Try it
Write the records out again, exactly as they stand below.

Saved data entries
+ + + + + + +

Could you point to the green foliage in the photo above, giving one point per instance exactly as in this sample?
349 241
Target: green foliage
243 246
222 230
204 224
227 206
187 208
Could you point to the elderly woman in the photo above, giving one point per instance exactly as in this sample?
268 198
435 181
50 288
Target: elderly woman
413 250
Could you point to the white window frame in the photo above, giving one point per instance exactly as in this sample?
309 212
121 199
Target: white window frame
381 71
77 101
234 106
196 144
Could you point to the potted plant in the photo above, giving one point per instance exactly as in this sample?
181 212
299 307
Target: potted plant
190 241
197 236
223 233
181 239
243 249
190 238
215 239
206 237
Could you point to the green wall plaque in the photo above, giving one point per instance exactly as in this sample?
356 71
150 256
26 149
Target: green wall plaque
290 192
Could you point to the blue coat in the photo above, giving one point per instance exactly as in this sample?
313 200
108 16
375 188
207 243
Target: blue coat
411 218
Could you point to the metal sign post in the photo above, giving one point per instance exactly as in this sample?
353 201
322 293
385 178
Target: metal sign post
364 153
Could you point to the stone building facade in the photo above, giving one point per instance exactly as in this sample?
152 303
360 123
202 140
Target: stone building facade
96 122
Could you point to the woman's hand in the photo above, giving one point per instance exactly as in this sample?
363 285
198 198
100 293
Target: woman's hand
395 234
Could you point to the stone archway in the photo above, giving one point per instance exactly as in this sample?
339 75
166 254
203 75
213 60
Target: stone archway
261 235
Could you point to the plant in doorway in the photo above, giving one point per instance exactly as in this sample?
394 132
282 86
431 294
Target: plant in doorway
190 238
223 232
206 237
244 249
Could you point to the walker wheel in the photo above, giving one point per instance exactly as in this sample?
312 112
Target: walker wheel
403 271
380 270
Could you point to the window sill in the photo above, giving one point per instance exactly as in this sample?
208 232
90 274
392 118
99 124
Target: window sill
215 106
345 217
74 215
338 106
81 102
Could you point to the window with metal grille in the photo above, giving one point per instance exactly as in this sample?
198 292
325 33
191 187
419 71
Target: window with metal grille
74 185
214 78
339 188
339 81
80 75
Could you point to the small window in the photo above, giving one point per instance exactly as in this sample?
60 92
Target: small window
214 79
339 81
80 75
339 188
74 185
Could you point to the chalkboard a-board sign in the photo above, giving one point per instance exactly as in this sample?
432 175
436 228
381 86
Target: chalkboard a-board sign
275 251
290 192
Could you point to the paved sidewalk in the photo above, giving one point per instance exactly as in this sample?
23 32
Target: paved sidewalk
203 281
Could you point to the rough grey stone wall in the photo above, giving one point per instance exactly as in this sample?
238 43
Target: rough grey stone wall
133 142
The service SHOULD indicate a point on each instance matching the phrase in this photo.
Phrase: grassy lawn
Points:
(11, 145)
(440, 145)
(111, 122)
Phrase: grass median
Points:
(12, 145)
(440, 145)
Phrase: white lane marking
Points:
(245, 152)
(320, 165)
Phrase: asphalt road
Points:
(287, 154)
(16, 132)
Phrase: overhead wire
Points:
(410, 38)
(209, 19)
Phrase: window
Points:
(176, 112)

+ + + + + + +

Response to this task
Could you point to the green foliage in the photo above, giving one point per instance exactly as in this sample?
349 241
Target: green foliage
243 246
222 230
204 224
227 206
187 208
Could you point to the elderly woman in the photo above, giving one point per instance exactly as in this sample?
268 198
435 181
50 288
Target: elderly woman
413 250
Could you point to the white window frame in the photo above, giving one point per instance exactly as in this sample?
309 212
121 199
Target: white window frame
381 71
77 101
234 106
196 144
Could you point to the potted plant in the photo above, giving one point per instance exactly as in this sample?
181 212
299 307
Target: potted plant
190 241
197 236
223 233
181 239
243 249
190 238
215 239
206 237
Could you point to the green wall plaque in the photo above, giving one point per instance exactly as in this sample?
356 71
150 256
26 149
Target: green wall plaque
290 192
Could you point to the blue coat in the photo above, giving one point per instance exactly as in this sample?
313 200
108 16
375 188
207 243
Target: blue coat
411 218
Could you point to the metal sign post in the photo above, giving one point per instance exactly as in this sample?
353 201
322 293
385 178
Target: metal sign post
364 153
Could you point to the stone building facade in the photo above, giving one point per instance exactly as in this sample?
152 303
360 123
202 140
Target: stone building facade
96 122
Could you point to the woman's hand in the photo above, giving one point per instance exactly as in this sample?
363 285
198 198
100 293
Target: woman's hand
395 234
Could you point to the stone archway in the photo above, giving one point per instance exactly as in this sample?
339 75
166 254
203 75
213 60
Target: stone archway
261 235
Could you point to the plant in doorway in the photo above, giving one point per instance exactly as in this sample?
394 132
282 86
431 294
Target: plant in doorway
190 238
223 232
206 237
244 249
Could you point to the walker wheel in the photo above, giving one point per instance exactly as in this sample?
312 112
Target: walker wheel
403 271
380 270
Could you point to the window sill in the photo above, giving one point per instance exactly as in this sample?
208 232
90 274
392 118
99 124
Target: window sill
215 106
345 217
74 215
338 106
81 102
Could you point to the window with metal grille in the photo above, giving one point per instance exactly as in this sample?
198 292
325 33
191 187
419 71
Target: window with metal grille
74 185
214 78
339 188
339 81
80 75
Could you point to the small window in the photo above, giving one point per instance exactly as in this sample?
60 92
Target: small window
214 79
339 81
80 75
339 188
74 185
Could you point to the chalkboard a-board sign in the photo above, giving one point per instance exactly as in this sample?
432 175
436 228
381 86
Target: chalkboard a-board sign
275 251
290 192
Could you point to the paved sidewalk in the photo above, giving one point per instance exactly as in this sample?
23 32
Target: paved sidewalk
203 281
Could you point to the rough grey stone wall in the photo above, giving one point per instance exactly as in this sample?
238 43
Target: rough grey stone wall
133 142
The service SHOULD indicate a point on each instance matching the phrase in this photo.
Phrase: grassy lawn
Points:
(11, 145)
(440, 145)
(111, 122)
Phrase: grass median
Points:
(12, 145)
(440, 145)
Phrase: white lane marking
Points:
(245, 152)
(320, 165)
Phrase: asphalt road
Points:
(287, 154)
(16, 132)
Phrase: overhead wire
Points:
(410, 38)
(209, 19)
Phrase: window
Points:
(176, 112)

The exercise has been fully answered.